[BEGIN Page text]

Correct, unless you go to a framebuffer textmode solution and forgo the hardware textmode, as many *nixes do.

> Is my understanding correct? If so, are there libraries that make the
> mapping of Unicode to code pages easier?

libiconv is the standard answer, but if you can only display 256 chars, you don't need that much library support. (since even if you render certain accented characters to their non accented equivalent, there are still only 500 something mappings for a given codepage)

We use such solutions to provide some minimal unicode awareness for little programs and programs involved in bootstrapping the system. The tables are postloadable, so new codepages can be added without recompiling the binaries.

For fuller unicode support we usually try to tap in whatever system unicode library there is, to avoid

mbbrutman

Washington, USA,
25.11.2012, 20:05

@ marcov

DOS internationalization support

Post reply

> Correct, unless you go to a framebuffer textmode solution and forgo the
> hardware textmode, as many *nixes do.

[END Page text]
[BEGIN Given records]

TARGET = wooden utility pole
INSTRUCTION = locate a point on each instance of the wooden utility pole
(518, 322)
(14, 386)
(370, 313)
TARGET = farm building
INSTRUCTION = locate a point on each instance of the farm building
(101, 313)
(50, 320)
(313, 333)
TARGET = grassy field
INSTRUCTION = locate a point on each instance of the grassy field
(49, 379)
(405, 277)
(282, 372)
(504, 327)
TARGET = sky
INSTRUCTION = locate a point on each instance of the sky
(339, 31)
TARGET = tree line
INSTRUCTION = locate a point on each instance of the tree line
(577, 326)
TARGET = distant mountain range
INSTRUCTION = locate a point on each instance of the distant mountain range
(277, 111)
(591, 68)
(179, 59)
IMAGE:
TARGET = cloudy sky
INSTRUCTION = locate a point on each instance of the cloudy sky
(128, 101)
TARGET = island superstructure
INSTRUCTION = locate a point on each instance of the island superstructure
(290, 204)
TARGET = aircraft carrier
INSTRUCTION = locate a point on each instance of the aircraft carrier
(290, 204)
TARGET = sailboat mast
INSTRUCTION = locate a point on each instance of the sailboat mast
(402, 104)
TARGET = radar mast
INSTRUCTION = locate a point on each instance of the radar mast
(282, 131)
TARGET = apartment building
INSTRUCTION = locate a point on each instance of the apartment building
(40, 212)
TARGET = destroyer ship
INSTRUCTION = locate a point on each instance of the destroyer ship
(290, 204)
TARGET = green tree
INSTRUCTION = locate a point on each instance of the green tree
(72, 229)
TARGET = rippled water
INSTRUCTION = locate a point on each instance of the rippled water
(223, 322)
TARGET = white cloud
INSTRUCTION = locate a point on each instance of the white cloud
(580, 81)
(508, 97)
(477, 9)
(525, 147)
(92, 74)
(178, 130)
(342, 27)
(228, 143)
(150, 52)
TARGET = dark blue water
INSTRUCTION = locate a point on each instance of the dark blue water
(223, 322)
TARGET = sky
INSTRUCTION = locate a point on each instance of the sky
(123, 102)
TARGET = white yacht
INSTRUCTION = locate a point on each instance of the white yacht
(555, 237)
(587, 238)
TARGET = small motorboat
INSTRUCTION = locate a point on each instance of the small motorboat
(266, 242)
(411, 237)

[END Given records]

## [Given request]
Write the next part of the DOS internationalization thread, starting right after its last line. The entries have nothing to do with the DOS internationalization thread.

## [Result for this task]
Graphics would solve other problems (underlining, bold, etc.) that I can not handle using the text modes. But the text modes have the advantage of being the same across all of the adapters - MDA to VGA. And text modes are fast enough for the most primitive machines. (The 8088s are still very important to me.)

> libiconv is the standard answer, but if you can only display 256 chars, you
> don't need that much library support. (since even if you render certain
> accented characters to their non accented equivalent, there are still only
> 500 something mappings for a given codepage)
>
> We use such solutions to provide some minimal unicode awareness for little
> programs and programs involved in bootstrapping the system. The tables are
> postloadable, so new codepages can be added without recompiling the
> binaries.
>
> For fuller unicode support we usually try to tap in whatever system unicode
> library there is, to avoid

The support I need is basically just the mapping tables - given a Unicode character what is the correct character in the current codepage to use. (Or a close approximation.) (And the reverse is needed for keyboard input.)

Your approach for minimal Unicode awareness sounds similar to what I am thinking of. I want to make it more Unicode aware, not perfect. (I am never going to have the Asian character sets covered ...)

---
mTCP - TCP/IP apps for vintage DOS machines!
http://www.brutman.com/mTCP

Rugxulo

Usono,
27.11.2012, 07:55

@ mbbrutman

DOS internationalization support

Post reply

Don't mess with keyboard at all. Rely on native KEYB (or suitable free/libre replacement, e.g. FD KEYB, if needed).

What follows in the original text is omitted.